[Opening Given passage section]
The last thing in the world you'd expect to find in a viral genome is a bonafide metabolic gene. But guess what? That's exactly what you find in the DNA of certain marine viruses that attack some of the world's smallest algae cells, namely algae of the Ostreococcus and Micromonas varieties.
|Electronic microscopy of infected Ostreococcus tauri cells. The bar represents 500 nanometers, in photos A through D; in E and F, the bar is 50 nm. Virus particles are shown with arrows. Chl–chloroplast; Cyt–cytoplasm, n–nucleus, m–mitochondrion, Sg–starch grain. B & C show viruses accumulating in the cytoplasm before cell lysis occurs. In D, virus particles clump together around a lysed cell. In E, a full virus particle is stuck to the cell. F shows an empty particle left on the cell surface after injection of its contents into the cell. From Derelle et al., "Life-Cycle and Genome of OtV5, a Large DNA Virus of the Pelagic Marine Unicellular Green Alga Ostreococcus tauri," PLoS, 2008.|
Ostreococcus is unusual in being a full-blown marine eukaryote that's smaller, physically, than some bacteria. At less than a micron in diameter, Ostreococcus has room for exactly one mitochondrion, one chloroplast, a nucleus containing around 13 million base-pairs of DNA, a starch grain, and an overnight bag containing some cytoplasm. It's crowded in there.
[Closing Given passage section]
[Opening Extracted entries section]
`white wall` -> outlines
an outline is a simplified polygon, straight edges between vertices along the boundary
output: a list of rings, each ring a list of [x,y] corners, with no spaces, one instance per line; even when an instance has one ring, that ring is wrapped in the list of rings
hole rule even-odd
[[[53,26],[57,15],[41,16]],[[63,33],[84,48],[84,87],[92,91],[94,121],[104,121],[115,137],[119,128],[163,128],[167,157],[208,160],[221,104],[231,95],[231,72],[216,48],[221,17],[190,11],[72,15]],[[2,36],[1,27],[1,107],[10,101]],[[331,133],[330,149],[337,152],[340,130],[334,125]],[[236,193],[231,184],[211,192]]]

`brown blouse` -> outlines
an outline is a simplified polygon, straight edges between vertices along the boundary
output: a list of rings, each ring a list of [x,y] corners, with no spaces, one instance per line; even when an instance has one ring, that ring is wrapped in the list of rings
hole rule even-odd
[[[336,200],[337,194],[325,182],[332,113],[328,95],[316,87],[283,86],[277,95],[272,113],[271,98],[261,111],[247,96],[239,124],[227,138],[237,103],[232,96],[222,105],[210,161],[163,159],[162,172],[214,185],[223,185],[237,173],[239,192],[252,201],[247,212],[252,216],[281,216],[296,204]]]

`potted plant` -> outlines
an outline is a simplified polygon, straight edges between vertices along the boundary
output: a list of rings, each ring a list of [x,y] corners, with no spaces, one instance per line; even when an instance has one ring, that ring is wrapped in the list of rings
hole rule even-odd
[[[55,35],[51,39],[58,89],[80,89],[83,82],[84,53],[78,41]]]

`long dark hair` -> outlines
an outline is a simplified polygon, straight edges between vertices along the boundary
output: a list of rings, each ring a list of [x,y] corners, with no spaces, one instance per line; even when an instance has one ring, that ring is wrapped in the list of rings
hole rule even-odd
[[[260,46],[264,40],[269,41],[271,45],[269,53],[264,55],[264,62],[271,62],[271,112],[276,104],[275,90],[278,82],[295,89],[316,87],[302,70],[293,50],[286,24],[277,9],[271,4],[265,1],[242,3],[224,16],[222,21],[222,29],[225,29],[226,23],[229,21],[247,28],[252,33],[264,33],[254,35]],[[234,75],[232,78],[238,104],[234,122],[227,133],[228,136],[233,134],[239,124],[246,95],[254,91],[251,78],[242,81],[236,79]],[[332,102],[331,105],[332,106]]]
[Closing Extracted entries section]
Rewrite the text on viruses of tiny marine algae, starting at the words "The last thing" and stopping after "and Micromonas varieties.", and switch "marine viruses" to "ocean viruses".

The last thing in the world you'd expect to find in a viral genome is a bonafide metabolic gene. But guess what? That's exactly what you find in the DNA of certain ocean viruses that attack some of the world's smallest algae cells, namely algae of the Ostreococcus and Micromonas varieties.